Put each line of the data below into a numbered list, one line per item, and leave out any blank lines.

┄┄┄┄┄┄┄┄┄┄

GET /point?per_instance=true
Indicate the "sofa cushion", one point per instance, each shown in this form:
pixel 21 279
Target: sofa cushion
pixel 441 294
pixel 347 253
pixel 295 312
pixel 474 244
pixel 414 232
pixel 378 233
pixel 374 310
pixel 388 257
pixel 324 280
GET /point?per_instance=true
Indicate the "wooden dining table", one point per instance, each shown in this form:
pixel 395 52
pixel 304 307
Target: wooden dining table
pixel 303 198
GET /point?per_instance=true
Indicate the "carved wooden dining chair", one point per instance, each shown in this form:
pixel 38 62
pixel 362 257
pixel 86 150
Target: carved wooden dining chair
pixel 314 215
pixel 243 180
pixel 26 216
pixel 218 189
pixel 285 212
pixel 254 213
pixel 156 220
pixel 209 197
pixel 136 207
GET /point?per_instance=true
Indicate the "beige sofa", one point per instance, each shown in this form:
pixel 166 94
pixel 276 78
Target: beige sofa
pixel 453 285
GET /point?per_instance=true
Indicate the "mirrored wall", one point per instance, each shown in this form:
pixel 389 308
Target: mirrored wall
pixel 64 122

┄┄┄┄┄┄┄┄┄┄

Correct output:
1. GET /point?per_instance=true
2. Indicate the "sofa cushion", one point per instance, each shown in this form:
3. pixel 21 279
4. Target: sofa cushion
5. pixel 441 294
6. pixel 347 253
7. pixel 295 312
8. pixel 474 244
9. pixel 414 232
10. pixel 378 233
11. pixel 374 310
12. pixel 388 257
13. pixel 324 280
14. GET /point?per_instance=true
15. Indicate the "wooden dining table", one point per instance, each shown in this form:
16. pixel 395 52
17. pixel 304 307
18. Target: wooden dining table
19. pixel 303 198
20. GET /point?per_instance=true
21. Indicate the "carved wooden dining chair", one point per instance, each shown in this form:
22. pixel 38 62
23. pixel 362 257
24. pixel 86 150
25. Target: carved wooden dining chair
26. pixel 314 215
27. pixel 243 180
28. pixel 26 216
29. pixel 218 189
30. pixel 285 212
31. pixel 254 213
32. pixel 156 220
33. pixel 209 197
34. pixel 136 207
35. GET /point?per_instance=true
36. Indicate the "beige sofa", one point per instance, each shown in this form:
37. pixel 166 94
38. pixel 276 78
39. Target: beige sofa
40. pixel 453 285
41. GET /point?per_instance=true
42. Indicate the "mirrored wall", one point per instance, each shown in this form:
43. pixel 389 308
44. Target: mirrored wall
45. pixel 64 122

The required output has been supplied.